» **Text excerpt**
════════════════

Some 20 years ago, an era we call it the Bandar Bin Sultan Era (BBSE), Arab rulers had power in Washington. The vivid debates in US Congress over the sale of AWACS or advanced F-16 fighter jets still echo in its halls. Today, it is a pitiful sight to watch Arab rulers work global powers.
But after watching the Emir of Qatar stand on the podium at the UN and appeal for a Syrian action (Something we agree with), we must say that it was quite a pitiful sight. During BBSE, things happened behind-the-scene effectively and decisively, mostly in favor of the Gulf countries no matter how difficult those decisions were. That influence is long gone. What influences Washington today is containment to avoid wars, which is essentially fear from the Iran-Syria-Hezbollah axis. That fear has frozen Obama to act on Syria.
The imperatives driving the foreign policy of the Gulf countries have become flawed if you consider the new imperatives driving the US foreign policy. If the Arab rulers, who mostly rely on US military bases and their capacity to protect them from would-be-attackers is jeopardized, the Gulf countries have no choice but to re-engineer their own foreign policy to take into account the new US position. It is safe to assume here that countries like Saudi Arabia and Qatar must not only have the guarantees to protect them, but also the security in the knowledge the US will come to their aid in case of a crisis. Such security is questionable the moment an analysis of the factors yield anything but 100%. A yield of 99% means the Gulf countries must be prepared to defend themselves on their own and given the Iranian missile stockpile, any and all F-15’s in the Saudi arsenal, no matter how sophisticated, become as obsolete as a diver fin in a bathtub.
The options available to countries like Saudi Arabia are limited. Either it starts building its own massive missile and WMD program or it concludes a deal with Iran, which essentially means Saudi Arabia has conceded defeat. In the eyes of the Sunni religious world, it will be viewed as a Sunni defeat to the majority represented by the Shia faith of Iran, which is hard to imagine Saudi Arabia will even contemplate.

════════════════

[Free-text descriptions of objects]
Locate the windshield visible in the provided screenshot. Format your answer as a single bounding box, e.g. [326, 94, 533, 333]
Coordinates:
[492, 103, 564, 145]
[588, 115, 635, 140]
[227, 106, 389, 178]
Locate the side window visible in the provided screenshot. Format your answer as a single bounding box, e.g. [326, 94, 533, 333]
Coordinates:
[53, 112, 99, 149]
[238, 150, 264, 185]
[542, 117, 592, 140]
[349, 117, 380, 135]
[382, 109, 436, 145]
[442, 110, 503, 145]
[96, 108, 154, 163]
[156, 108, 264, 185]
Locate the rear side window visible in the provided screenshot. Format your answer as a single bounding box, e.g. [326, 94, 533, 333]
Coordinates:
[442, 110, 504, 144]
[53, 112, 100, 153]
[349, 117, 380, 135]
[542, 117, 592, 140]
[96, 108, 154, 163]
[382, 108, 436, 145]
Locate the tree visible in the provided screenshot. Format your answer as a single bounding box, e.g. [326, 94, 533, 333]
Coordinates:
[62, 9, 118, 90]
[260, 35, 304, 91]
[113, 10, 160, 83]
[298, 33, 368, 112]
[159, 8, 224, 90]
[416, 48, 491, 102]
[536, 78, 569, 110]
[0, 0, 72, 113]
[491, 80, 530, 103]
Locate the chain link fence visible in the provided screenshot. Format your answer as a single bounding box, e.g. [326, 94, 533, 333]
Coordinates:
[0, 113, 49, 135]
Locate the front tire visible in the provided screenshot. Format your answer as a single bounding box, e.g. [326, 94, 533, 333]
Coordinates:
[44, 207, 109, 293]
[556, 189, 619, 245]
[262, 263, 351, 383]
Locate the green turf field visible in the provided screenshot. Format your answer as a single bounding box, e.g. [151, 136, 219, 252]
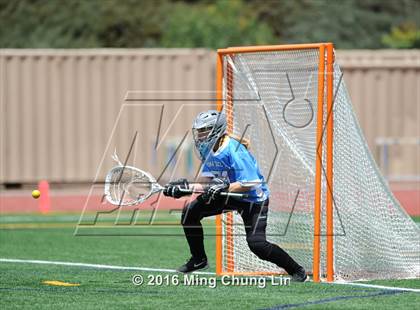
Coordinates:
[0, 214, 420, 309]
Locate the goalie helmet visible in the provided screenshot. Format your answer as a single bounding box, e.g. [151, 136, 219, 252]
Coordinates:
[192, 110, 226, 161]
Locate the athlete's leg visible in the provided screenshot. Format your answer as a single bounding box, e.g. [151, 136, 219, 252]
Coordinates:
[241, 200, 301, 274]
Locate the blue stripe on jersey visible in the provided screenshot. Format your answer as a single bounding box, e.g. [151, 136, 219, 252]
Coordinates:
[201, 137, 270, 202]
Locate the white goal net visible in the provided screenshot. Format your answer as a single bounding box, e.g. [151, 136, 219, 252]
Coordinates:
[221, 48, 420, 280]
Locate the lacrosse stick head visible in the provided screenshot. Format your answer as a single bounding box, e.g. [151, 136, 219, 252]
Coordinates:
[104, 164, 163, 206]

════════════════

» **Problem to solve**
Can you write the next part of the text on the Gulf rulers' waning influence in Washington, starting after its final sentence?

» **Result for this exercise**
The US would have been able to avoid that possibility had Obama pressed for a Syrian solution using unilateral means. Our sense is that the Gulf countries are past assurances and the prompt dispatching of aircraft carriers to the region. Those carriers, it must be said, are as effective as a watch dog if orders to use their firepower are not issued. Since we are not privy to US plans of actions or the factors that would render those aircraft carriers lethally active, our angle is more from the perception of the Gulf countries rather than the actual certainties of US forces. Because of the lack of action on Syria (Dismantling the regime through the use of force) and the lack of action on Iran (Dismantling its nuclear program and supporting the pro-democracy movements) that perception has been chiseled with doubt. The Arab ruling families can never be sure the US will come to their aid in the future.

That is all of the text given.